Ausgangstext:

__________

Seit am 15. September 2013 der Reaktor Ohi-4 für routinemäßige Wartungsarbeiten heruntergefahren wurde, sind in Japan alle 50 Kernreaktoren vom Netz. 30 Prozent des Stroms im Land, der früher aus Kernkraft erzeugt wurde, müssen nun durch importierte Kohle und Erdgas ersetzt werden, was teuer und ist und Umweltrisiken mit sich bringt. Mit Ausnahme einer kurzen Zeitspanne nach der Zerstörung der Reaktoren von Fukushima durch den Tsunami, als alle Reaktoren bis auf zwei aus Sicherheitsgründen abgeschaltet waren, ist Japan damit zum ersten Mal seit 1966 ganz ohne Kernkraft. Den ersten kommerziellen Reaktor, Tokai 1, einen gasgekühlten 160 MWe (Magnox)-Reaktor, importierte Japan damals vom britischen Unternehmen GEC, er war von Juli 1966 bis März 1998 in Betrieb.
Obwohl die Anti-Atomlobby rund um die Welt täglich Propaganda macht und die vorangegangenen Regierungen der Demokratischen Partei (DPJ) eine radikal grüne Politik betrieben, ist unter der jetzigen Regierung von Ministerpräsident Shinzo Abe von einem Atomausstieg wie in Deutschland keine Rede mehr. Handelsminister Toshimitsu Motegi warnte, die Regierung werde nicht zulassen, daß ihr Programm für eine wirtschaftliche Erholung durch einen Ausstieg aus der Bahn geworfen wird. „Wir müssen die Politik der letzten Regierung, die darauf abzielte, in den 2030er Jahren null Kernkraft möglich zu machen, überdenken”, sagte er schon im Frühjahr.

__________

Bereitgestelltes Material:
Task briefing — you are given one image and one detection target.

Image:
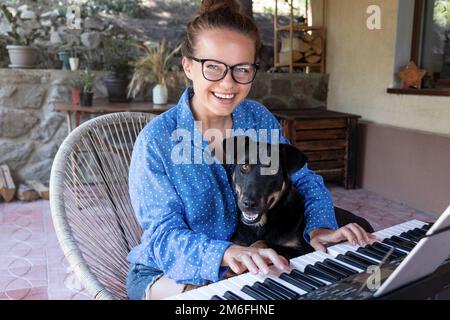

__________

Aufgabenstellung: Setzen Sie den Ausgangstext über die Abschaltung aller japanischen Kernreaktoren im Anschluss an seinen letzten Satz fort.

Erwartete Antwort:
Aber nicht nur Japan selbst würde unter einem „Ausstieg” leiden. Japans hochmoderne Industrie ist unverzichtbar, um den Energiebedarf der Welt für eine industrielle und wirtschaftliche Renaissance zu decken. Wie wir im folgenden ausführen, sind viele Länder auf die Produkte der japanischen kerntechnischen Industrie angewiesen, und wenn die Welt den notwendigen Sprung in die Kernfusionswirtschaft macht, ist Japan dazu prädestiniert, einen ganz wesentlichen Teil dazu beizutragen.
Einige Reaktoren sollen wieder arbeiten
Es ist geplant, mehrere der vom Netz genommenen Kernkraftwerke wieder in Betrieb zu nehmen. Der größte Lieferant für Japans Kerntechnik, der französische staatliche Areva-Konzern, hat angekündigt, Tokio wolle in diesem Jahr sechs Reaktoren wieder hochfah ren. Areva-Geschäftsführer Luc Oursel sagte bei einer Pressekonferenz im März in Paris: „Es könnten ein halbes Dutzend Reaktoren sein, die bis Jahresende wieder arbeiten.” Nach einem Bericht in Russia Today vom 5. März sagte Oursel, innerhalb einiger Jahre „werden zwei Drittel der Reaktoren wieder laufen, denke ich”.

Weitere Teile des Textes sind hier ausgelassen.